══ Provided entries

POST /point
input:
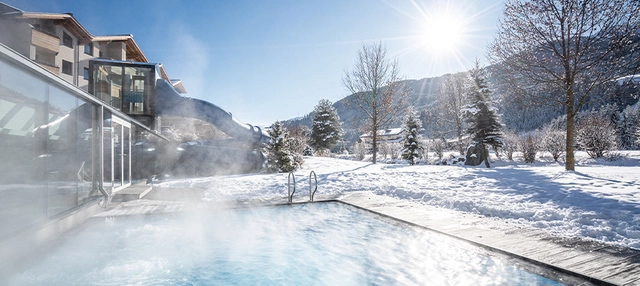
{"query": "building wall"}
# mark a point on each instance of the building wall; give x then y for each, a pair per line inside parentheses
(16, 35)
(83, 63)
(67, 54)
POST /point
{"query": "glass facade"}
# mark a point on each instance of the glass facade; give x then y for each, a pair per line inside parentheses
(60, 147)
(126, 86)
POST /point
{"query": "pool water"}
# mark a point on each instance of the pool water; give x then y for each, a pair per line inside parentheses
(310, 244)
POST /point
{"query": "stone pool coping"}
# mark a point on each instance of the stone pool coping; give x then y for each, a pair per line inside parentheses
(599, 263)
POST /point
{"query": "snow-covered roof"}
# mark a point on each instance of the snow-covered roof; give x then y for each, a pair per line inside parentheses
(385, 132)
(633, 78)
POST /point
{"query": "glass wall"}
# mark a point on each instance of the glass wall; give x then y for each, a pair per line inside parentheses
(51, 135)
(46, 158)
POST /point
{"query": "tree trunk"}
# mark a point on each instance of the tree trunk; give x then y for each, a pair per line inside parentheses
(375, 144)
(570, 161)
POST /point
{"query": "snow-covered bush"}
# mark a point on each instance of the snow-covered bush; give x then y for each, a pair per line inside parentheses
(529, 147)
(325, 130)
(596, 135)
(424, 152)
(553, 141)
(438, 146)
(396, 150)
(510, 144)
(385, 149)
(298, 138)
(627, 125)
(360, 150)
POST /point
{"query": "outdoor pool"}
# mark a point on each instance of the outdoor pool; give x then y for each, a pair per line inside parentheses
(306, 244)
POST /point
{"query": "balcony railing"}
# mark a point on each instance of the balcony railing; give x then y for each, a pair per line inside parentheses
(52, 68)
(45, 40)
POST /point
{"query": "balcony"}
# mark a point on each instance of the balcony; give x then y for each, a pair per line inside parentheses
(52, 68)
(45, 40)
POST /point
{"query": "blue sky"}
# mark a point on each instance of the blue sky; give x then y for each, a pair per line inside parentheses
(268, 60)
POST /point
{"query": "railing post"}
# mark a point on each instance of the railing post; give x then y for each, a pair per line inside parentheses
(289, 192)
(312, 193)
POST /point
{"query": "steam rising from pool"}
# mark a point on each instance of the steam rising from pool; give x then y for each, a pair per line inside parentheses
(327, 244)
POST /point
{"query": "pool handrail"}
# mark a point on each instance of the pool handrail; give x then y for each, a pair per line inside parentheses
(290, 194)
(312, 193)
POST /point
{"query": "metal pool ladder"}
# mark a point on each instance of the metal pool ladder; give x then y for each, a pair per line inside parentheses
(290, 193)
(312, 187)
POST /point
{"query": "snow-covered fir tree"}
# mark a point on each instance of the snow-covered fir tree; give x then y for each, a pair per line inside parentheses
(412, 127)
(325, 127)
(596, 135)
(553, 140)
(280, 158)
(627, 124)
(483, 123)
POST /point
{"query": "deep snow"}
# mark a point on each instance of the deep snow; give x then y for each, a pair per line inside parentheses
(599, 201)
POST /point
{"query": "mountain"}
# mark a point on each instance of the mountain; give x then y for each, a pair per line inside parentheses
(422, 94)
(518, 115)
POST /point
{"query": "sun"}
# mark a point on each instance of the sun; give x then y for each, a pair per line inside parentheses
(442, 33)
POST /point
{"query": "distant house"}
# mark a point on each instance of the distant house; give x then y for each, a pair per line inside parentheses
(391, 135)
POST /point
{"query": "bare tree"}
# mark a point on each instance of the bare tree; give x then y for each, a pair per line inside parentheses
(452, 98)
(376, 88)
(565, 51)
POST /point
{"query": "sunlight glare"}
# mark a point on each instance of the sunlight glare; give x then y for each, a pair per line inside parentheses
(443, 33)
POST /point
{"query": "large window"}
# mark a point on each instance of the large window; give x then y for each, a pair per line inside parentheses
(67, 40)
(88, 49)
(126, 87)
(67, 67)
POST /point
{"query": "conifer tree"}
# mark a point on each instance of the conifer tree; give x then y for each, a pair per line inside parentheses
(325, 127)
(483, 122)
(411, 129)
(279, 156)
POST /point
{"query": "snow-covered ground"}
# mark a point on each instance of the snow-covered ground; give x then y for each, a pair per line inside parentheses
(599, 201)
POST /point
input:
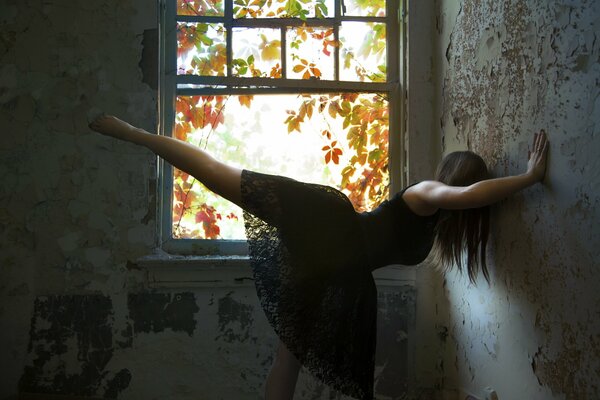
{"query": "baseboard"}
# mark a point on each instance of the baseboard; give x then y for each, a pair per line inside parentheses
(40, 396)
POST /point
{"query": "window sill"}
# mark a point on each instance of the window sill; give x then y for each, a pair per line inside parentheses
(168, 271)
(171, 271)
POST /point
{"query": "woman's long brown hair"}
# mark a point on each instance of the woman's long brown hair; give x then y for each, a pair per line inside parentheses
(459, 230)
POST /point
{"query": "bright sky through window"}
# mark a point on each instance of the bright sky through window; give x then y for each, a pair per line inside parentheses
(264, 89)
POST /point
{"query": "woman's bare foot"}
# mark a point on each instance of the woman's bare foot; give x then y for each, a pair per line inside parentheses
(113, 126)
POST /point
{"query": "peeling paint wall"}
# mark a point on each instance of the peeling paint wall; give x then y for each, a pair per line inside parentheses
(506, 70)
(77, 314)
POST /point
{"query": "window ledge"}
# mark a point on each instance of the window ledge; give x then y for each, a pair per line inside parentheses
(169, 271)
(174, 271)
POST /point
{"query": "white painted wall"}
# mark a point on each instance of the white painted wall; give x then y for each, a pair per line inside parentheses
(506, 70)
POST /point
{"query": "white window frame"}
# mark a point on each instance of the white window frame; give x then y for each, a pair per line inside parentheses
(168, 80)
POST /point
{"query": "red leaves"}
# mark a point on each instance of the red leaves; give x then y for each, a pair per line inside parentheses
(307, 69)
(332, 153)
(198, 112)
(208, 217)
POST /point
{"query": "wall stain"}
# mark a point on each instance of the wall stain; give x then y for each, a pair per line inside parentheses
(235, 319)
(57, 323)
(156, 312)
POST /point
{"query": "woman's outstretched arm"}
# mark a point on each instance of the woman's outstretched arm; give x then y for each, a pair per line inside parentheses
(438, 195)
(220, 178)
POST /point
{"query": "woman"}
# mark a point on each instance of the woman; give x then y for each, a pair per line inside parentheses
(312, 255)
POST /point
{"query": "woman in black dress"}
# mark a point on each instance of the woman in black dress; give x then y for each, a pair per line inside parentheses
(314, 282)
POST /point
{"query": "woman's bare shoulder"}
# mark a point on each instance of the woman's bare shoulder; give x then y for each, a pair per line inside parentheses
(414, 198)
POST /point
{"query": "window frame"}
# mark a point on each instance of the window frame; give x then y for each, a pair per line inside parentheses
(168, 91)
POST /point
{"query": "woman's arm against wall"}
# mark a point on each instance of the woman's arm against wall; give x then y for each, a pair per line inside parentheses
(483, 193)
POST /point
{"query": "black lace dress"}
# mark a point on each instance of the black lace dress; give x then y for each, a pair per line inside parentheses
(312, 257)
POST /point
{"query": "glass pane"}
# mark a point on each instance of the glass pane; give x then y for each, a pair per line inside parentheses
(201, 49)
(211, 8)
(338, 139)
(283, 8)
(364, 8)
(256, 52)
(310, 53)
(362, 52)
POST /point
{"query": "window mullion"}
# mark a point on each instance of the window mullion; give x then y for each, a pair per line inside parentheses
(229, 34)
(336, 37)
(283, 32)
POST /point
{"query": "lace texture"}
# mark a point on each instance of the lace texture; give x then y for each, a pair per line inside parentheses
(312, 279)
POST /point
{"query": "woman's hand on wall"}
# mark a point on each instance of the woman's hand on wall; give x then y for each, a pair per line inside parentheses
(536, 167)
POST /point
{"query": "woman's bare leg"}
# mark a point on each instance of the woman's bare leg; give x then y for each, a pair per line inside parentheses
(281, 382)
(215, 175)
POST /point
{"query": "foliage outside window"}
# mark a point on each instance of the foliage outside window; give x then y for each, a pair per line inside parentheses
(302, 88)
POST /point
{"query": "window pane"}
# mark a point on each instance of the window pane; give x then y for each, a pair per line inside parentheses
(363, 52)
(310, 53)
(283, 8)
(201, 49)
(256, 52)
(338, 139)
(212, 8)
(364, 8)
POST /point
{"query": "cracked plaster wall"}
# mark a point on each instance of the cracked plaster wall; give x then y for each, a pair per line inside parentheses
(77, 209)
(507, 69)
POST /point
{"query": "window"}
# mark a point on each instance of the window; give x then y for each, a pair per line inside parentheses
(304, 88)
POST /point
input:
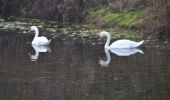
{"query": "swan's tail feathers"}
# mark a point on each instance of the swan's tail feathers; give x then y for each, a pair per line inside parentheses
(140, 51)
(49, 41)
(139, 43)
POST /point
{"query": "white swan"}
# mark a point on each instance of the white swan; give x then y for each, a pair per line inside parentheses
(126, 52)
(123, 43)
(105, 63)
(39, 40)
(38, 49)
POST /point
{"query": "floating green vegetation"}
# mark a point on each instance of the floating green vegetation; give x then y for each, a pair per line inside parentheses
(106, 18)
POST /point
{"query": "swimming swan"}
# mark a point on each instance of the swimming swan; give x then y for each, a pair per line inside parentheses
(123, 43)
(39, 40)
(38, 49)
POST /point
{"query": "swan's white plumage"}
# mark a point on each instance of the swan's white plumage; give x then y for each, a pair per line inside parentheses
(39, 40)
(123, 43)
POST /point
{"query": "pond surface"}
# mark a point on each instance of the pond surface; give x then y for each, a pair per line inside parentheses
(78, 70)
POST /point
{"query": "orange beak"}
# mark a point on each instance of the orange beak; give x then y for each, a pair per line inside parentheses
(98, 38)
(29, 30)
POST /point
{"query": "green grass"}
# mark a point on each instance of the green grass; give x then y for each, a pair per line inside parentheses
(108, 18)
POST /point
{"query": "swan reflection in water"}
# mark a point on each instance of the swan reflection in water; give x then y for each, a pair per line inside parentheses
(118, 52)
(38, 49)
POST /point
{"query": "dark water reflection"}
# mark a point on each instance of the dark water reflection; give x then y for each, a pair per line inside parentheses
(71, 72)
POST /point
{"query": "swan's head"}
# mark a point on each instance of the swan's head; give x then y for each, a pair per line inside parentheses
(103, 34)
(33, 28)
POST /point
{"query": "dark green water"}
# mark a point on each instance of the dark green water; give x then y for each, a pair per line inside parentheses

════

=== Exercise ===
Pick out every line of the items above that contains the word "swimming", and copy each of those lines in full. Case counts.

=== Right answer ===
{"query": "swimming swan"}
# mark a point on each instance of the swimming swan; give x then y for each, a pair per line inside parentheses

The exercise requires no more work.